%%

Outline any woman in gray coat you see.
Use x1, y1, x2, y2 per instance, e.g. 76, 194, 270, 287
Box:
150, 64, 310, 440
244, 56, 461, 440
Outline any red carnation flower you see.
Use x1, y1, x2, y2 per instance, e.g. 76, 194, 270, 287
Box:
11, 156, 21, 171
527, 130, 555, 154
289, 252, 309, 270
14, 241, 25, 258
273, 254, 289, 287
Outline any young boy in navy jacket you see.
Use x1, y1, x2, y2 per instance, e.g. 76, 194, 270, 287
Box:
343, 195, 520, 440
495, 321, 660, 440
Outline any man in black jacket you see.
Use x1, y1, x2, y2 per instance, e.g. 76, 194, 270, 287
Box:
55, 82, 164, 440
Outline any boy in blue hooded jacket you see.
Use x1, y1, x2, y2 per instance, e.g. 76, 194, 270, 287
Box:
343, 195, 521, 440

%%
%%

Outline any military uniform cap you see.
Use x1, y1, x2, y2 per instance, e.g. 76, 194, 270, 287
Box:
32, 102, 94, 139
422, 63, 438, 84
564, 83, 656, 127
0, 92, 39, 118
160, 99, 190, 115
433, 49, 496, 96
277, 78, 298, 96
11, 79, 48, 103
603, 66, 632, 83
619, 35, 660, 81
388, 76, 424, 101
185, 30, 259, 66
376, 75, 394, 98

%%

> [ÉNONCÉ] Mettez à l'échelle le passage allant de la ligne contenant « Outline any military uniform cap you see. » jusqu'à celle contenant « 376, 75, 394, 98 », ces deux lignes incluses. Recopiez-en toutes les lignes, s'il vous plaît, en multipliant par 2,3 chaque coordonnée des boîtes de réponse, arrondie à l'entier (les demis vers le haut), sans toucher aux autres nombres.

> [RÉPONSE COMPLÈTE]
Outline any military uniform cap you see.
Use x1, y1, x2, y2 per instance, e.g. 76, 194, 270, 287
Box:
74, 235, 216, 320
971, 145, 1007, 193
1297, 191, 1509, 292
0, 212, 90, 271
368, 228, 437, 265
996, 113, 1141, 221
637, 179, 685, 221
25, 182, 110, 237
1387, 152, 1454, 191
1424, 81, 1518, 186
892, 175, 975, 232
426, 69, 596, 152
865, 173, 906, 225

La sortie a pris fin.